• _What to produce_: Would you copy the records exactly, leaving the pictures out?

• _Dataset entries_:
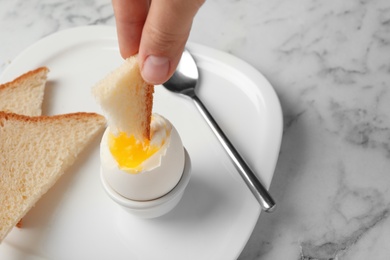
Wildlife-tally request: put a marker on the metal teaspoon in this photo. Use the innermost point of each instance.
(184, 81)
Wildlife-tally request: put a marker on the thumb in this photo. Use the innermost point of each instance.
(164, 36)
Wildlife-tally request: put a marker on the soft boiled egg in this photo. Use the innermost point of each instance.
(147, 170)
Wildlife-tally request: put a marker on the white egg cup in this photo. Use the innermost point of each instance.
(155, 207)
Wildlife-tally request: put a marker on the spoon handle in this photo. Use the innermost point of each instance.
(261, 194)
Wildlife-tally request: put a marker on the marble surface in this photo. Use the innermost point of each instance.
(329, 62)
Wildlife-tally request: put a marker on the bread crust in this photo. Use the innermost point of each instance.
(80, 115)
(25, 76)
(148, 107)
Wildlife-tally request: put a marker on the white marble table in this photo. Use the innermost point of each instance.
(329, 62)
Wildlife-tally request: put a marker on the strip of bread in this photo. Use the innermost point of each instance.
(126, 100)
(24, 95)
(34, 153)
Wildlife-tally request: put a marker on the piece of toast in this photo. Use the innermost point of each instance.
(34, 153)
(24, 95)
(126, 100)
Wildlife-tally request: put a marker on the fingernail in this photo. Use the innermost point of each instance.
(155, 69)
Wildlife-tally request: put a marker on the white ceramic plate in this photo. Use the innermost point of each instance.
(76, 219)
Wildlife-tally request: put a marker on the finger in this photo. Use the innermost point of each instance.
(130, 16)
(164, 36)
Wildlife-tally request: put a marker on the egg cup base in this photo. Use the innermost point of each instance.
(156, 207)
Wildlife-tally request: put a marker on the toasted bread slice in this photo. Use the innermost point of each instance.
(34, 153)
(126, 100)
(24, 95)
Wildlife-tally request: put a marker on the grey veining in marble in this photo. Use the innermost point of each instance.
(329, 62)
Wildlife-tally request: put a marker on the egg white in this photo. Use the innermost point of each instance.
(161, 172)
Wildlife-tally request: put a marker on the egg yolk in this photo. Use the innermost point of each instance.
(129, 152)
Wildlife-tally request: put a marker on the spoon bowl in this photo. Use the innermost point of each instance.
(184, 81)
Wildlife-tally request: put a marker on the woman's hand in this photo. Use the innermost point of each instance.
(157, 30)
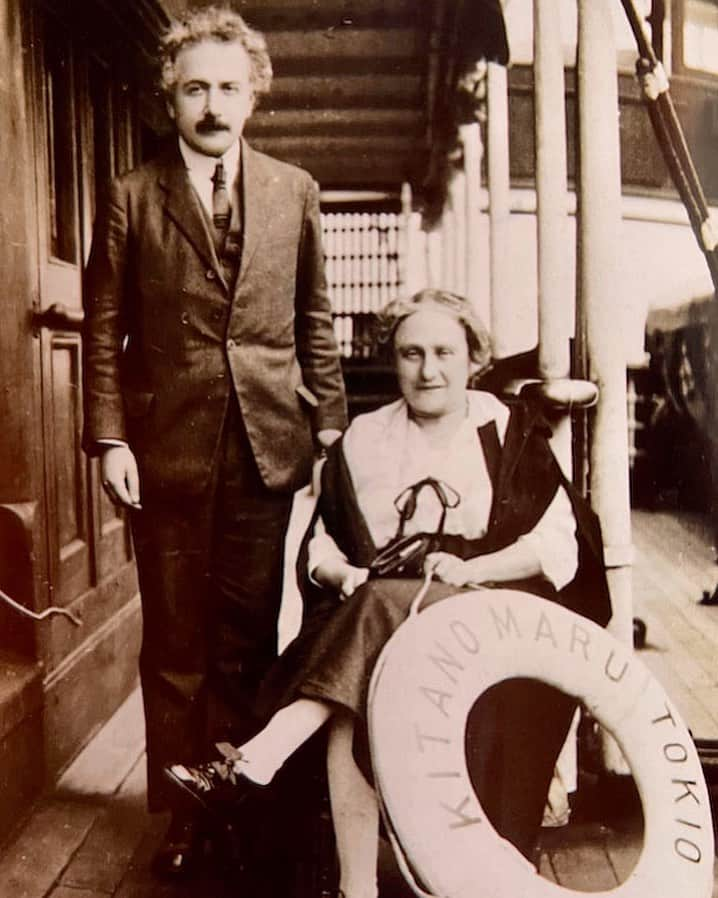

• _Exercise answer_:
Wildlife-tally request: put a marker on the metal teaspoon in this photo. Use the innermost point of each instance.
(184, 81)
Wildlife-tally request: put a marker on the thumb in this photo. Use the innermost point of each instance.
(164, 36)
Wildlife-tally request: put a marker on the soft boiled egg in this photo. Use the innermost point of each instance.
(147, 170)
Wildlife-tally request: put a marker on the white egg cup in this photo. Use the innermost point of each instance.
(155, 207)
Wildlife-tally request: put a marker on the spoon handle in this photo. Use the innermost point of each instance.
(261, 194)
Wildlife-tally request: put a marker on the marble surface in this photo. Use the innermost point of each instance.
(329, 62)
Wildlife-tally request: put a marker on the bread crust in this photo. Use the innermost point of each instance.
(80, 115)
(25, 76)
(148, 107)
Wildlife-tally request: put a marker on the white marble table in this photo. Use the innermost point of each instance.
(329, 62)
Wildlife-tally request: put a marker on the strip of bread in this photo. Use the innermost point of each instance.
(126, 100)
(24, 95)
(34, 153)
Wildlife-tally request: put a marker on the piece of toast in this photo. Use the innermost point of each instance.
(34, 153)
(24, 95)
(126, 100)
Wildlife-tally request: put a marker on the fingernail in this photo. Use the innermost point of each instance.
(155, 69)
Wildlife-tally request: put a marker on the white ceramic plate in this photo. Use the innermost point of each instance.
(76, 219)
Wildlife-tally request: put a marker on the finger in this photo. Use the innermost point of each instance.
(130, 16)
(164, 36)
Wildlife-tally request: put a marker on the egg cup base in this photo. Use the innermost point of each instance.
(156, 207)
Wildlife-tally request: put a marker on the toasted bread slice in this photo. Use the innermost point of each instance.
(34, 153)
(126, 100)
(24, 95)
Wildlife-tally request: put a marker on the grey veining in marble in this photo. Use the innermost point of each instance.
(329, 62)
Wildlife-tally request: put a marker on the egg white in this photo. Use the innermost point of each instance.
(161, 172)
Wildlife-tally request: put a marker on the egg yolk in this photo. Use the innermost point of each instance.
(129, 152)
Wildlife-tally request: put a marker on the spoon bowl in this photo. Use the innermost point of each instance.
(184, 81)
Wildlife-tally request: put a marker on the woman's hand in this photo. Use the innermost point of each instance.
(157, 30)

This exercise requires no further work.